### What you will do
Rewrite the records below, putting "task" wherever "exercise" appears and leaving everything else as it is.
[start]
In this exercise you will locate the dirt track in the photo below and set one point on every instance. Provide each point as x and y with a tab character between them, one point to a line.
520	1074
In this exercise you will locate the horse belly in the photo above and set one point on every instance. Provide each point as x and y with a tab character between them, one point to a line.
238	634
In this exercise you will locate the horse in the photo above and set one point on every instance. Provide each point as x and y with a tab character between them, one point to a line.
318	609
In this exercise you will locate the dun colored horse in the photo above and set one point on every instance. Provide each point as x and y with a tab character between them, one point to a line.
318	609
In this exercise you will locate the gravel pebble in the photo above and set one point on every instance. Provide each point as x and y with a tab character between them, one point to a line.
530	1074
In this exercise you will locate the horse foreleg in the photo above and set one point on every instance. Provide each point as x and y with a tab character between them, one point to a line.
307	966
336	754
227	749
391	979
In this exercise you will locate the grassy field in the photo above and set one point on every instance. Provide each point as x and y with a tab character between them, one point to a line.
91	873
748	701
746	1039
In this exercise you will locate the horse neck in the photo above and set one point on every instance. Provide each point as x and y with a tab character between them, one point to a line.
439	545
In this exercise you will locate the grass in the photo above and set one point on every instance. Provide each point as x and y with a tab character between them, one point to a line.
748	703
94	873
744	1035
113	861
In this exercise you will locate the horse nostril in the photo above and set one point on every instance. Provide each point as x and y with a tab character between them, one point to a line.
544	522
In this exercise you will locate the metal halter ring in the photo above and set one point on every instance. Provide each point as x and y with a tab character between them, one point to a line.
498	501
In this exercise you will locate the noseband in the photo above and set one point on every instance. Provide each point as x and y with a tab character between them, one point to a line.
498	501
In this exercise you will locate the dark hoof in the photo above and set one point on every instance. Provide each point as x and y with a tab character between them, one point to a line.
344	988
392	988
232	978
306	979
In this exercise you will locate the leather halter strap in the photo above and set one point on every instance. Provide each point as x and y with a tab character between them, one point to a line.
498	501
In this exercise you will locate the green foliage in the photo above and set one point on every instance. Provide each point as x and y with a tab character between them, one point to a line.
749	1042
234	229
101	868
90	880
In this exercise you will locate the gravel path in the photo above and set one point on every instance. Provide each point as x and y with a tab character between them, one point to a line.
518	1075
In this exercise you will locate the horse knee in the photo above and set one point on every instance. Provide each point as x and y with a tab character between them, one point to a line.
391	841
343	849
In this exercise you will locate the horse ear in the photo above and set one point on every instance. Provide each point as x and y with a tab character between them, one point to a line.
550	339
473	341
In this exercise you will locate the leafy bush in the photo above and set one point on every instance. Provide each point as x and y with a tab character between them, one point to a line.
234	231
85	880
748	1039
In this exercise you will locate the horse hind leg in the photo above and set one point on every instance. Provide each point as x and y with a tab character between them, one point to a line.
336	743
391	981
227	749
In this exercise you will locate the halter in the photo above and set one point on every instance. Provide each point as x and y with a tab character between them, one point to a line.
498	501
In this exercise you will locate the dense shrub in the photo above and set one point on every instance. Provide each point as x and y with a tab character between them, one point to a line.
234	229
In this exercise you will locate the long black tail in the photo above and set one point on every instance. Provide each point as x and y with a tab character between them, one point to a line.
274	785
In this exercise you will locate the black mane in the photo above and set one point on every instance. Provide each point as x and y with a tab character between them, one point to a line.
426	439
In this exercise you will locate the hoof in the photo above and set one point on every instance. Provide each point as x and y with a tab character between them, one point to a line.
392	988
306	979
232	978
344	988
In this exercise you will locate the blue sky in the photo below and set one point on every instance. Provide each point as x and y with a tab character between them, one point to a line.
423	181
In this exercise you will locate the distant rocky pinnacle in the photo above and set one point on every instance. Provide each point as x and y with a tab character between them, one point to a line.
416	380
[end]
### Reply to the exercise
In this task you will locate the dirt track in the photo below and set one point on every instance. Provide each point as x and y with a tab character between them, one point to a line.
520	1074
In this task you will locate the horse belly in the photo above and set one point on every instance. Provide each point as x and y with a tab character between them, one point to a line.
238	634
In this task you will locate the horse in the photo above and set one point on every instance. Provide each point as x and y with a tab character between them, one point to a line.
318	609
In this task you will locate the dun colored horse in the photo above and set one point on every instance. Provide each point as x and y with a tab character between them, one point to a line.
318	609
In this task you will locate the gravel pebble in the photo above and set one point on every instance. Provide each point as x and y with a tab character between them, one point to a line.
530	1074
In this task you will locate the horse foreleg in the photo above and set one point on every instance. Provide each point as x and y with a tab character between them, one point to a line.
307	966
336	754
227	749
391	979
In this task you will locate the grassy field in the photo above and set one point on every instance. Provide each point as x and y with a tab character between them, one point to a line.
91	873
748	701
746	1039
In this task you will locate the horse neck in the photo above and set one point on every instance. Provide each point as x and y with a tab character between them, one point to a line.
439	545
In this task you will locate the grass in the photo above and set one point on every instance. Provide each point as x and y with a tab character between them, one point to a line.
748	703
94	873
744	1035
113	861
In this task you will locate the horse nostril in the photo above and set one point on every instance. Provide each point as x and y with a tab character between them, one point to a line.
544	522
In this task you will locate the metal halter ring in the photo above and set one point on every instance. Provide each point as x and y with a tab character between them, one point to a line.
498	501
In this task you will locate the noseband in the photo above and set one point on every instance. Provide each point as x and y with a tab character between them, one point to a line.
498	501
In this task you will locate the dark hoof in the photo above and set one point on every instance. Provide each point as x and y with a tab character between them, one point to a line.
344	988
392	988
232	978
306	979
In this task you will locate the leather halter strap in the photo above and set one point on every instance. Provide each point as x and y with a tab character between them, one point to a line.
498	501
In this task you will locate the green foliage in the photo above and set one point on every instance. Provide each point as x and y with a tab character between them, one point to a line.
749	1042
234	229
101	868
90	880
In this task you will locate the gravel path in the photo above and set one point on every instance. Provide each point as x and y with a tab character between them, one point to a line.
518	1075
In this task you will locate the horse knee in the photo above and set one point on every instance. Provide each point as x and y with a tab character between them, one point to a line.
391	841
343	849
In this task you will locate the horse ear in the photo above and set one point on every instance. Provide each point as x and y with a tab character between them, one point to a line.
550	339
473	341
In this task you will locate the leafy bush in the photo above and set one point on every instance. Provide each point as x and y with a tab character between them, one point to a line.
234	231
85	880
748	1039
In this task you will locate the horse hind leg in the photo above and set one point on every instance. Provide each point as x and y with a tab character between them, one point to a line.
336	743
391	981
227	749
In this task you will locate the halter in the photo above and set one point on every instance. Provide each point as x and y with a tab character between them, one point to a line.
498	501
In this task you will locate the dense shrub in the photo above and set one point on every instance. Provide each point as x and y with a tab character between them, one point to a line.
234	229
In this task you will locate the long black tail in the photo above and set one point on every instance. Provide each point as x and y with a tab character between them, one point to a line.
274	785
In this task you will locate the black mane in the photo above and set one point on every instance. Provide each point as x and y with a tab character between them, one point to a line.
426	439
In this task you will locate the hoof in the photo above and set one point on every instance. Provide each point as x and y with a tab character between them, one point to a line.
392	988
306	979
232	978
344	988
In this task you will locate the blue sky in the photo below and set one point on every instance. Provide each point as x and y with a tab character between them, one point to a line.
423	181
In this task you will locate the distant rocky pinnacle in the photo above and set one point on every instance. Provide each point as x and y with a tab character between them, one point to a line.
416	380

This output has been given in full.